## CONSIGNA
Nombra a todos los dioses que aparecen en el relato sobre el entierro del rey.

Con unción y dolor, en medio de un espeso silencio y del hedor de la sangre, la carne rasgada y los cuerpos mutilados en descomposición, el cadáver del héroe fue buscado, encontrando y levantado por Apolo. Lo halló ensangrentado, desgarrado y tirado. Lo llevó hasta el río para lavarlo, limpiarlo y purificarlo. Le sacó, con unción, el polvo y la sangre. Mientas hacía, con delicadeza, este oficio, lleno de silencio y veneración, pensaba en todas las historias y emociones que habían quedado registradas en la piel del rey, como huellas en la memoria de su cuerpo. Se tomó todo el tiempo necesario para curarlo, suavemente, una a una, todas las heridas, sin dejar vestigio alguno de los impactos. Las silenciosas lágrimas de Apolo caían en la piel rasgada y muda del soberano yaciente. Sobre las llagas, vertió ambrosía, el néctar de los dioses, con su particular y exquisito aroma. Por último, lo vistió para que luciera, como un inmortal, con espléndidos y nuevos ropajes olímpicos.

Blanqueada la piel y peinados los cabellos, lo recostó solemnemente -en una silenciosa ceremonia, llena de congoja- sobre un túmulo formado de piedras. El rey muerto parecía un joven que reposaba tranquilo después haber ganado la batalla. Allí Apolo se despidió con una reverencia y lo dejó.

En cuanto hubo terminado su misión, convocó a los dos hermanos, Hipnos y Tánatos, al Sueño y a la Muerte, quienes transportaron el cuerpo -en un carro de oro- con velocísimos caballos. El rey aunque estaba muerto, parecía –sin embargo- plácidamente dormido. El Sueño y la Muerte lo escoltaban en su cortejo y lo acompañaban sigilosos. Cuando llegaron a la puerta de la casa real, entregaron el cuerpo glorificado. Con procesiones, honras y lamentos, todo el pueblo le dio la merecida sepultura.

Así Zeus restituyó la gloria de aquél que no pudo ser inmortal en vida pero lo fue a partir de la muerte, perdurando -por siempre- en un honroso recuerdo agradecido.

A los hombres dignos se les otorga la inmortalidad del buen recuerdo perpetuándose en la memoria de todos. Hay inmortalidades que vienen por la longevidad. Hay otras que se nos conceden por la memoria viviente y algunas nos son dadas porque seguimos viviendo en las obras que hemos realizado y en el perdurable amor que hemos dado y recibido. N i el sueño del olvido, ni la desmemoria de la muerte pueden con ellos.
Hay quienes desean eternizarse en la juventud, la belleza o la salud. Todas fragilidades que no persisten en medio de la inseguridad de la existencia. Hay momentos en la vida en que nos creemos invencibles e inmortales, el paso del tiempo –luego sabiamente- nos libra de esa falsa ilusión.

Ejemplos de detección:
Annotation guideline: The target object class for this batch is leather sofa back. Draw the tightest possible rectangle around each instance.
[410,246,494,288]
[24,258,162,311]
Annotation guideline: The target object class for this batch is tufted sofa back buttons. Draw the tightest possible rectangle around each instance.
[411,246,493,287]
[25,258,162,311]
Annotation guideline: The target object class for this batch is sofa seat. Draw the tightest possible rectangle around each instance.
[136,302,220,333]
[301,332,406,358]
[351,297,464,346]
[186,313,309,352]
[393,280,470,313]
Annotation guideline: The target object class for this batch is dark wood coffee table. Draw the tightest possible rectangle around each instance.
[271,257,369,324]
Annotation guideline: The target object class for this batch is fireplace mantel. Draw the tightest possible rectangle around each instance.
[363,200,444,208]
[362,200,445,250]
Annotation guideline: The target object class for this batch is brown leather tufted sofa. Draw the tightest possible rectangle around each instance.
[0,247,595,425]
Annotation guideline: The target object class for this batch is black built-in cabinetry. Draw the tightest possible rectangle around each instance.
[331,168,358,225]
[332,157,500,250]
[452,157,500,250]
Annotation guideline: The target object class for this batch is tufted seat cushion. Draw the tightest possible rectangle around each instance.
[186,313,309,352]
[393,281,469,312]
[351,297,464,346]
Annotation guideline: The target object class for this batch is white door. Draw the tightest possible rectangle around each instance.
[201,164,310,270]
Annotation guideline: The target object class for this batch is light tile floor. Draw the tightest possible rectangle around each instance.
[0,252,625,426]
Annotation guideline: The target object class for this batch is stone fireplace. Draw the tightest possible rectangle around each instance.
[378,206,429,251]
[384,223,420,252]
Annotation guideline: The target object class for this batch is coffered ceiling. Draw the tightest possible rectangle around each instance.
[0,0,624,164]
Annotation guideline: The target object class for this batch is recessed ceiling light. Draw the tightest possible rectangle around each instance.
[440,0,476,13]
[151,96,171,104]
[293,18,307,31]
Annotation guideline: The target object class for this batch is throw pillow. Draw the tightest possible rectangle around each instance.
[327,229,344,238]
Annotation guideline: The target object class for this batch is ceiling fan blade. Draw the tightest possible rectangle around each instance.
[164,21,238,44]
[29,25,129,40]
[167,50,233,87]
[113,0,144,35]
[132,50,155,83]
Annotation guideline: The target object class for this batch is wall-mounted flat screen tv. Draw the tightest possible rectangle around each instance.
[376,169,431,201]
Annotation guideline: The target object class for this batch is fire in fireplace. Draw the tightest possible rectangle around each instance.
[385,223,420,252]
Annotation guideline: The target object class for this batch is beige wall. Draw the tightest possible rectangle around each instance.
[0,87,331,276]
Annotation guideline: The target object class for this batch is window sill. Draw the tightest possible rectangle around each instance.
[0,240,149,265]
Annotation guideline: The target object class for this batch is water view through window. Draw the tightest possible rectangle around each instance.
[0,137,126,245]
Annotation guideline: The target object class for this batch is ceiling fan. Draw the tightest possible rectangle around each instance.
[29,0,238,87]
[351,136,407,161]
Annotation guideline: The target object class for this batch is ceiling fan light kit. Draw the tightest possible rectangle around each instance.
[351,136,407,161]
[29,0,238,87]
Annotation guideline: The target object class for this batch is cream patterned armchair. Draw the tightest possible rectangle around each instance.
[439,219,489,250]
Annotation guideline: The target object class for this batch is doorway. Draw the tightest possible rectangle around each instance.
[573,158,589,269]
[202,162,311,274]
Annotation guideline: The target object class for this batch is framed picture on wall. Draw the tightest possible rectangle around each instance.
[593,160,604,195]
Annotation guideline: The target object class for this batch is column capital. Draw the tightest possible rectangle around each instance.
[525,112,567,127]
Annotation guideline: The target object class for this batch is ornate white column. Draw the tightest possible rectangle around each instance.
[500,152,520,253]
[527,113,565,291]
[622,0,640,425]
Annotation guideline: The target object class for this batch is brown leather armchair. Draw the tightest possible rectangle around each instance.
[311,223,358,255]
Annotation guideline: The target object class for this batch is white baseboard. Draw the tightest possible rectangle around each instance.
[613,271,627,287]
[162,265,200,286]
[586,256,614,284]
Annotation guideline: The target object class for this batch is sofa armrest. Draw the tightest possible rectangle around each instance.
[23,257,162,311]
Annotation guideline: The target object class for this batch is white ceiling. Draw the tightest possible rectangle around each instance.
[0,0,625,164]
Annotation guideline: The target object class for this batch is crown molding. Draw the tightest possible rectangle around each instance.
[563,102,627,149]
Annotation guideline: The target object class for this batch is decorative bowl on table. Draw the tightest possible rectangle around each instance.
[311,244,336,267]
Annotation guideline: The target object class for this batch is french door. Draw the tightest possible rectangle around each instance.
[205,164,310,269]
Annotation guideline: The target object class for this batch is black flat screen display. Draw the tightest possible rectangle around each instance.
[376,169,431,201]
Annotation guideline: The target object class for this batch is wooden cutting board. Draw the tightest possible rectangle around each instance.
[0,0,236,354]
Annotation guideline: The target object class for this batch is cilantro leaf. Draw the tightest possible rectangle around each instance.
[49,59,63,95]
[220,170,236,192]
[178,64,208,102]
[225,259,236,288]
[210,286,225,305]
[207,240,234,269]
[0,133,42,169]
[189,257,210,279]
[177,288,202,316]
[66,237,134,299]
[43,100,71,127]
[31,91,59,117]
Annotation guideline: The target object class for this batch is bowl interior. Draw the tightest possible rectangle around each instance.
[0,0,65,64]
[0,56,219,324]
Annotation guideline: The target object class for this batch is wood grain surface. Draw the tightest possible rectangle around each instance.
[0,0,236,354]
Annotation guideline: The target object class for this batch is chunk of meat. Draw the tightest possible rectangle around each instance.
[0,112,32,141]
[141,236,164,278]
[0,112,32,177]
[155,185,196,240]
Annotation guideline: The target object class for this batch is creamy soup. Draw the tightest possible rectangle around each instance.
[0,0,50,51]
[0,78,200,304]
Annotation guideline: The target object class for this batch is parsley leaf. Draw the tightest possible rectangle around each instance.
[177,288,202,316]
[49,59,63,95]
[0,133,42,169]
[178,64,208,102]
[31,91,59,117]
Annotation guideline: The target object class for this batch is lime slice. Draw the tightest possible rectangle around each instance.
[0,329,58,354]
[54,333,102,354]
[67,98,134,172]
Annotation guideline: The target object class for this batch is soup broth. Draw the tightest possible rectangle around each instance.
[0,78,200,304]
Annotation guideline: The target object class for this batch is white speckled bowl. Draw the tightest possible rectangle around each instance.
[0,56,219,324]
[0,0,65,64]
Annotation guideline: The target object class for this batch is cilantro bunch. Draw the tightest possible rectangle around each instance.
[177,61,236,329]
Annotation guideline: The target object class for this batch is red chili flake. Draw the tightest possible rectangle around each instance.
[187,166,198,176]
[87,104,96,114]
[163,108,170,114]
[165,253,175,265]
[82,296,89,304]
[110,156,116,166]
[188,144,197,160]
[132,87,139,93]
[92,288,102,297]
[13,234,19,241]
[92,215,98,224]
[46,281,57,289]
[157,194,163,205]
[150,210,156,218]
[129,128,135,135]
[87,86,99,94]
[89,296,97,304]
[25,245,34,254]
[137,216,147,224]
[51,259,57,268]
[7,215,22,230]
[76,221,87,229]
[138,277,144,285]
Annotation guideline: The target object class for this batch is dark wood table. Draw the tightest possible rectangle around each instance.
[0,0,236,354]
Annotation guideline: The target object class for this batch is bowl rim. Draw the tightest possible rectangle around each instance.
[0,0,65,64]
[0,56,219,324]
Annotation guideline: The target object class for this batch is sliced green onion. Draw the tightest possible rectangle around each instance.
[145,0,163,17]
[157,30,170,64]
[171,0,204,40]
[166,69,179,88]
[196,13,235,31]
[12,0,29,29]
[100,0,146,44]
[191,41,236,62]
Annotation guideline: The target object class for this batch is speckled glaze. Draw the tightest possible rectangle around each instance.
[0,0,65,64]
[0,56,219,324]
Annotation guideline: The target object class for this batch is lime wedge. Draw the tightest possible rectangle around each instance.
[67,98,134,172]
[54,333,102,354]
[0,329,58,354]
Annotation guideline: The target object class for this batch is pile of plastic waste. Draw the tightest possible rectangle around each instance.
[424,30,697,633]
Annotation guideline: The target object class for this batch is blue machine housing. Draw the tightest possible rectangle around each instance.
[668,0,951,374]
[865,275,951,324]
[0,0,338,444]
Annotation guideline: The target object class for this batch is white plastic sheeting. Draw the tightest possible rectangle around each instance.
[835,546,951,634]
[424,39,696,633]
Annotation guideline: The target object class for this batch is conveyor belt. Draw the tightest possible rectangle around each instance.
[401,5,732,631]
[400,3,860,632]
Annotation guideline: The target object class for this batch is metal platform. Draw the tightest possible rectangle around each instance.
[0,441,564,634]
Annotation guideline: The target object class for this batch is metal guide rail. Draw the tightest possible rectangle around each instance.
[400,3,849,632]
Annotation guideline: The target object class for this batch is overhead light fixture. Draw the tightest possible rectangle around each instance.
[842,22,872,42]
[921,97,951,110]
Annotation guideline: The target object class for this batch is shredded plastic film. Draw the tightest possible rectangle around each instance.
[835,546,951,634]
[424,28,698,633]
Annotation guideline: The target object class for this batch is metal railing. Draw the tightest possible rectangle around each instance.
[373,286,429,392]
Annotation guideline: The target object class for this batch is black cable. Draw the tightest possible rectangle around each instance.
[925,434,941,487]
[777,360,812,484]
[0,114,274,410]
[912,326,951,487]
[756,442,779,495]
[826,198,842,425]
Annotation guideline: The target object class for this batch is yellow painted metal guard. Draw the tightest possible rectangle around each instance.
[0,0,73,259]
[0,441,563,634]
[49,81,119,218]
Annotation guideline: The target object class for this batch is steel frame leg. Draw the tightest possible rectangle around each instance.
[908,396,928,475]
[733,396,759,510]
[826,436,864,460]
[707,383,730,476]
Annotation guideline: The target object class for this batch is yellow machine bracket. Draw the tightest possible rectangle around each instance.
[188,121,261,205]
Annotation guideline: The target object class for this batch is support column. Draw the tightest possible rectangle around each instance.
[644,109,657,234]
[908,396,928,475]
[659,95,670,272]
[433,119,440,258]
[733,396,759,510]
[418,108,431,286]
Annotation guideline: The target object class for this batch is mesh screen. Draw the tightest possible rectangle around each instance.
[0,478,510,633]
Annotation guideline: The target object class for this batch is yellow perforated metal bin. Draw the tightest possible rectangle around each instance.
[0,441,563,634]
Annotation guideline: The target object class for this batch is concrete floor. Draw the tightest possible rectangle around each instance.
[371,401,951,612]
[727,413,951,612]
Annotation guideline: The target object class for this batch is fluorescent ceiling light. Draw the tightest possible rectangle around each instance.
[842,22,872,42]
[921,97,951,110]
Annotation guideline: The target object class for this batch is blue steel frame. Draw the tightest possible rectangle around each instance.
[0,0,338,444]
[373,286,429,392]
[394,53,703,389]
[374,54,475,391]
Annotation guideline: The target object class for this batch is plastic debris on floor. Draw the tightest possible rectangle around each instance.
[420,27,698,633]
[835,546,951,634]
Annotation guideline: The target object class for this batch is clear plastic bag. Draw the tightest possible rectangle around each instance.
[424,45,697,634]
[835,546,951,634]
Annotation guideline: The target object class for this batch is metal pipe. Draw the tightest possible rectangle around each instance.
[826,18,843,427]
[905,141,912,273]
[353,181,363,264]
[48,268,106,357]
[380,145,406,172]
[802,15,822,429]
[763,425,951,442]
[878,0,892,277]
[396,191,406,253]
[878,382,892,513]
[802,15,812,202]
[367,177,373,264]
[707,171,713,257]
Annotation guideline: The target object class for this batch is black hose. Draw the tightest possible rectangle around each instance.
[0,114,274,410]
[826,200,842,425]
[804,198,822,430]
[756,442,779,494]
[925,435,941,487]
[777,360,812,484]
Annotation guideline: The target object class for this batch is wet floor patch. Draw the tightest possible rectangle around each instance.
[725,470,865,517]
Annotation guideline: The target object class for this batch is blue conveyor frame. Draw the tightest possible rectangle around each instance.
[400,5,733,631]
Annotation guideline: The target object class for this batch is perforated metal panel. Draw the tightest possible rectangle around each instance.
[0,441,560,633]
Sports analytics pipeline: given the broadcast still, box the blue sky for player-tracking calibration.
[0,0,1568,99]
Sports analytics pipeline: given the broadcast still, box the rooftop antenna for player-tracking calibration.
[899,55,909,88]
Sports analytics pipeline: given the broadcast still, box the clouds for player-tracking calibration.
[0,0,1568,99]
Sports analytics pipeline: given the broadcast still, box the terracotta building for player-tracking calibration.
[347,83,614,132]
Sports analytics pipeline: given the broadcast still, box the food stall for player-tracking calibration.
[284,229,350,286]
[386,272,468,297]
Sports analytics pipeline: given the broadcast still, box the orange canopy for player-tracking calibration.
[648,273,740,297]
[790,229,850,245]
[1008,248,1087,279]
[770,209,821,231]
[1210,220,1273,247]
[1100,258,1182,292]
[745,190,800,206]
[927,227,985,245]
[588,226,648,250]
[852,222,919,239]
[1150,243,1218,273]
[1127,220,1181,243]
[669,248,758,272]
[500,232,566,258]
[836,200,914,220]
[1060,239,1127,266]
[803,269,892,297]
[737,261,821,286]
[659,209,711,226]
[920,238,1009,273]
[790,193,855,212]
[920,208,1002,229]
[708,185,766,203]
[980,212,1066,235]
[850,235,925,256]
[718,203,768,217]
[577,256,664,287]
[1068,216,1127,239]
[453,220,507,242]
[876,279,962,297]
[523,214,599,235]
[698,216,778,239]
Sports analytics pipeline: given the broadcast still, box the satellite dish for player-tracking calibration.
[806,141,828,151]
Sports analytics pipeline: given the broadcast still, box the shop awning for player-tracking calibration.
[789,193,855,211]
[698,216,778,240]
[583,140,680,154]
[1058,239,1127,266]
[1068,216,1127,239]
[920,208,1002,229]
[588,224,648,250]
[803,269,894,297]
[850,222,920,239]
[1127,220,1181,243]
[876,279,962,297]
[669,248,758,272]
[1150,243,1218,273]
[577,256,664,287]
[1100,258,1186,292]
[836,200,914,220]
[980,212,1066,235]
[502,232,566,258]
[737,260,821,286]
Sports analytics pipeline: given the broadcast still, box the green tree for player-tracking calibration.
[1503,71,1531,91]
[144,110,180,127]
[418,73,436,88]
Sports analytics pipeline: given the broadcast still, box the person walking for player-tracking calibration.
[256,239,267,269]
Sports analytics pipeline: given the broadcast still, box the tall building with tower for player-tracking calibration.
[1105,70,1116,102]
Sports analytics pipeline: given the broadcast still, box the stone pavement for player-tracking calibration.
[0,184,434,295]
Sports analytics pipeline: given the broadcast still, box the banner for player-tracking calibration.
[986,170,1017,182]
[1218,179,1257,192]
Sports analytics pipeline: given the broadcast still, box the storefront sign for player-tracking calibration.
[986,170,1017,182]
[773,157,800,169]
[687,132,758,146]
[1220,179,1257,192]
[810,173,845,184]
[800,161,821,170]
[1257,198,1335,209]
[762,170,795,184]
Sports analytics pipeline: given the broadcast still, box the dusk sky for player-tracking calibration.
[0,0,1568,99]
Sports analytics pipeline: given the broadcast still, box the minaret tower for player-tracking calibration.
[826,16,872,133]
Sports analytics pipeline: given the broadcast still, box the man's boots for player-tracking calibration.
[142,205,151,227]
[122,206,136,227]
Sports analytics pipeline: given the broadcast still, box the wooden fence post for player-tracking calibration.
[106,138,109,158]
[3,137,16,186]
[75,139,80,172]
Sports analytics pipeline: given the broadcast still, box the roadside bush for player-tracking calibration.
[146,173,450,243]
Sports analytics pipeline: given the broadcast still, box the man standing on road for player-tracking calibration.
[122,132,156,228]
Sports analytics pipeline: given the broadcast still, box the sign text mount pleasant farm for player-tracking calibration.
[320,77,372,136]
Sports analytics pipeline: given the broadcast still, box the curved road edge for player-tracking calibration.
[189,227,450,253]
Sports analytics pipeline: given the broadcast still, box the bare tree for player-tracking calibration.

## SOLUCIÓN
Apolo, Hipnos (el Sueño), Tánatos (la Muerte) y Zeus.